**EXTRAIT CHOISI**

Ce n’est pas un hasard si TelQuel figure parmi les principales références bibliographiques du livre : nous avons expliqué, en leur temps, les dessous de la fusion – acquisition BCM – Wafabank, l’absorption – disparition de l’ONA, les mystères et les anomalies de la gestion des domaines et des palais royaux, en plus des intrigues de cour, des luttes d’influences entre serviteurs zélés, des courtisaneries, etc.

C’est la raison pour laquelle nous avons choisi de zoomer, davantage, sur la vraie plus value du livre : les déclarations “on the record” du banquier Khalid Oudghiri, ancien patron d’Attijariwafa, d’abord grandi avant d’être victime d’une violente cabale, poussé à l’exil puis condamné par contumace, et finalement (et tout récemment) gracié.

Un petit mot sur les auteurs du livre, Catherine Graciet et Eric Laurent, deux journalistes qui connaissent bien le Maroc. La première a collaboré au défunt Journal Hebdomadaire et a déjà cosigné un autre livre dédié au royaume, Quand le Maroc sera islamiste (éd. La Découverte, 2006). Le deuxième, dont la signature peut surprendre, a fréquenté Hassan II pour les besoins de Mémoires d’un roi (éd. Plon, 1993) et passait plutôt, de ce fait, pour un “ami” du Maroc, plus exactement de la monarchie… Bonne lecture.  Karim Boukhari                     

Le petit mot de Kettani

En novembre 2003, alors que les Marocains fêtent la fin du ramadan, une véritable bombe secoue les marchés financiers, mais aussi les responsables économiques et politiques du pays. La BCM, sous la direction de Khalid Oudghiri, fusionne avec Wafabank, propriété de la riche famille Kettani. Les négociations ont eu lieu dans le plus grand secret, et le propre PDG de Wafabank n’est informé que quelques minutes avant la signature de l’accord. Les transactions ont été menées avec Saâd Kettani, l’aîné des héritiers du fondateur. Un choix judicieux. L’homme est davantage un hédoniste qu’un homme d’affaires. L’accord conclu, à un prix que l’on dit inférieur à la valeur réelle de la banque, permet à Mohammed VI de mettre la main sur le futur premier établissement financier du pays. Un moyen imparable de contrôler de fait l’économie du Maroc.

**DONNÉES FOURNIES**
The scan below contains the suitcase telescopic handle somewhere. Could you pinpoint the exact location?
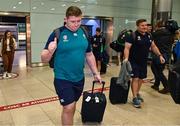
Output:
[91,81,105,94]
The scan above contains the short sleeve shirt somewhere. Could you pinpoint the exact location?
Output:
[45,27,91,82]
[125,31,153,65]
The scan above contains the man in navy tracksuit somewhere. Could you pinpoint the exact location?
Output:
[123,19,164,108]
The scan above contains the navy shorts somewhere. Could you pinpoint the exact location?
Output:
[131,63,147,79]
[54,78,84,106]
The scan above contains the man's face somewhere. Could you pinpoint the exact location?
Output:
[137,22,147,33]
[96,31,101,36]
[147,26,152,33]
[65,16,81,31]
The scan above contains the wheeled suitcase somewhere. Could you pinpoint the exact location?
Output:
[81,81,106,123]
[100,62,107,74]
[109,77,130,104]
[168,61,180,104]
[0,57,4,75]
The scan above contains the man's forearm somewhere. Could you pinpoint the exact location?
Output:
[86,54,98,75]
[41,49,53,63]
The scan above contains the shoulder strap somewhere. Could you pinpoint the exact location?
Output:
[54,28,60,43]
[54,26,65,42]
[80,26,90,41]
[132,32,136,42]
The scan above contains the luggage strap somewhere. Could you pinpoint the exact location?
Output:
[91,81,105,94]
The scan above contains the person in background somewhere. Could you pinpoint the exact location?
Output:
[91,27,106,72]
[123,19,165,108]
[0,30,16,78]
[172,30,180,63]
[41,6,101,126]
[151,22,174,94]
[147,24,152,34]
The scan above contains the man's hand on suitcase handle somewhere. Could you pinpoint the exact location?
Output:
[93,73,102,83]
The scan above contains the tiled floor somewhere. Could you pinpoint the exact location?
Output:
[0,62,180,126]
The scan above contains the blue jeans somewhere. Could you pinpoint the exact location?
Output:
[151,53,168,89]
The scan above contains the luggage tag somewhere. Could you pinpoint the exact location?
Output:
[85,96,91,102]
[95,96,99,103]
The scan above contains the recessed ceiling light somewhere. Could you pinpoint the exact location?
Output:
[80,5,86,8]
[74,0,81,3]
[18,1,22,4]
[32,7,37,10]
[61,4,66,7]
[51,8,55,11]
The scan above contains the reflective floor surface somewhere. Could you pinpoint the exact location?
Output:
[0,64,180,126]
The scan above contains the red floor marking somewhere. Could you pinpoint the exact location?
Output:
[0,87,109,111]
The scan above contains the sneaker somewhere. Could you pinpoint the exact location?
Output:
[137,94,144,102]
[132,97,141,108]
[159,88,169,94]
[7,73,12,78]
[151,85,159,91]
[3,72,8,78]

**TÂCHES ET EXERCICES**
1. Pouvez-vous modifier, dans les enregistrements, tout ce qui va de la ligne contenant « The scan above contains the sneaker » jusqu'à la fin, en remplaçant « sneaker » par « running shoe » sans rien changer d'autre ?
2. Pouvez-vous poursuivre l'article sur la fusion BCM–Wafabank à partir de l'endroit où il s'arrête ?
Ces enregistrements n'ont aucun lien avec l'article sur la fusion BCM–Wafabank.

**RÉSULTATS PAR TÂCHE**
1.
The scan above contains the running shoe somewhere. Could you pinpoint the exact location?
Output:
[137,94,144,102]
[132,97,141,108]
[159,88,169,94]
[7,73,12,78]
[151,85,159,91]
[3,72,8,78]

2.
Saâd Kettani, qui a donc négocié de façon fort satisfaisante pour le roi la vente de l’établissement familial, sera bientôt nommé, avec une dotation budgétaire conséquente, président délégué du comité national chargé de plaider la candidature du Maroc pour la Coupe du Monde de football 2010. Et peu importe que le pays ne possède ni les infrastructures routières ni les stades permettant d’accueillir une telle compétition : le roi a été convaincu par son entourage que son royaume avait toutes ses chances.

Les voyages luxueux des délégations marocaines, prétextes à défendre la candidature de leur pays, s’achèveront sur un fiasco humiliant. Peu importe. Kettani rebondira en devenant haut commissaire chargé d’organiser les festivités pour les 1200 ans de la ville de Fès, avec, cette fois encore, un budget important à la clé. Il sillonne donc le monde, distribue sans compter des liasses de billets à son entourage. Très à l’aise avec les fonds publics, il lui arrivera même de perdre une petite mallette contenant des milliers d’euros. Il ne fera aucun effort pour la retrouver, déclarant, amusé : “Lhbar ou lbaroud man dar Makhzen”. Ce qui peut se traduire par : “C’est aux frais de la princesse”.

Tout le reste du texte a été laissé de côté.